-- Given information --
-=-=-=-=-
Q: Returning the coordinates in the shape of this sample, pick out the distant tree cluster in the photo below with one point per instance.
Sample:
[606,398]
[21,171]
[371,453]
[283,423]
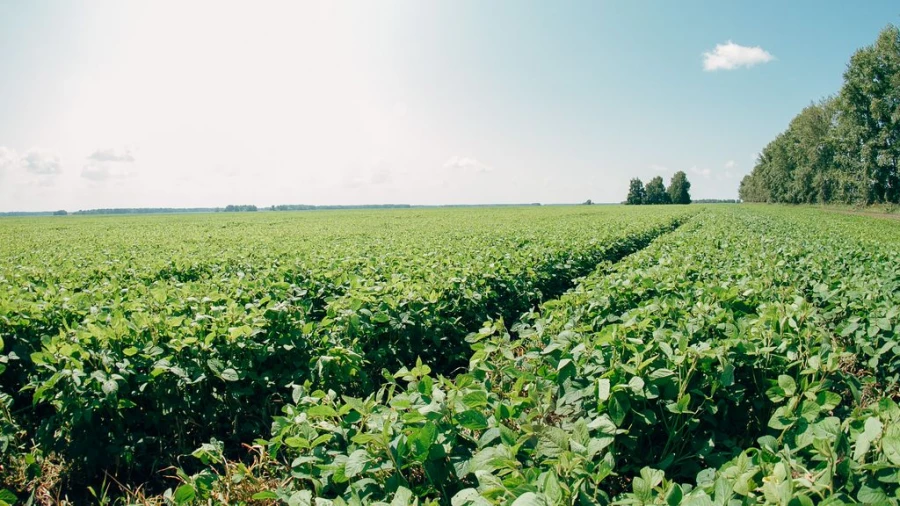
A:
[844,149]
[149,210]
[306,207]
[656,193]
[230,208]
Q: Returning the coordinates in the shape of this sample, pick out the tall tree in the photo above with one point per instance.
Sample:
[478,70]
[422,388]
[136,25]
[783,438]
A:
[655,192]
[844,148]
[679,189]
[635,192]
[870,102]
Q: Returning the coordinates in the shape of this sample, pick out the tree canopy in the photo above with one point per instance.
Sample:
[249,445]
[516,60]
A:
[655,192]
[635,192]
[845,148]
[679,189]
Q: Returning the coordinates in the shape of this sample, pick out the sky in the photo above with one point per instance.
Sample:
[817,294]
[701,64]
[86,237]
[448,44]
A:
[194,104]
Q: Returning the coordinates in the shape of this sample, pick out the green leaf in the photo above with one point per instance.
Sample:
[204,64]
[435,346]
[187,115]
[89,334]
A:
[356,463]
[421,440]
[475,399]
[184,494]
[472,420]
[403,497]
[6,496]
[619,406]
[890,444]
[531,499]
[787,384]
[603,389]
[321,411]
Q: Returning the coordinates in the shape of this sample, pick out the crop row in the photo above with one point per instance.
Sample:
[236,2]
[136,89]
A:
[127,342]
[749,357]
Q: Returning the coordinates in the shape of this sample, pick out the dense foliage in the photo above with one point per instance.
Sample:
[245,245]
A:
-=-=-=-=-
-- Task --
Starting from the line with "out the tall" and ending with the final line of the data, quote every line exactly, both ends included.

-- Task answer --
Q: Returning the coordinates in the shape of this sample, pick out the tall tree in the photo above with one point per instance.
Sample:
[478,70]
[422,388]
[136,25]
[783,438]
A:
[655,192]
[844,148]
[679,189]
[635,192]
[870,102]
Q: Returning the coordinates in the shape of this sample, pick out the tree canopy in the photo above with one point per instance.
Sample:
[249,445]
[516,60]
A:
[655,192]
[635,192]
[845,148]
[679,189]
Q: Returning the coordinates in the shape of this sample, pick out the sky in the photo above with one point per instance.
Sample:
[817,294]
[701,64]
[86,237]
[448,44]
A:
[194,104]
Q: Returning the coordinates in the shape of this sample, pick out the green leaf in the photo above with one point per instance.
Sample:
[204,64]
[435,346]
[187,115]
[89,334]
A:
[356,463]
[421,440]
[475,399]
[184,494]
[472,420]
[403,497]
[6,496]
[619,406]
[890,444]
[531,499]
[787,384]
[603,389]
[321,411]
Q: Returning the coordinates in the shape of this sample, pick out the crop row in the photo above with one point per instance.
Sample:
[236,2]
[136,89]
A:
[127,342]
[749,357]
Q: Returning the coordinates in the shape of this sample, pick out the dense foliage in the photo above with one point per instance.
Sample:
[245,245]
A:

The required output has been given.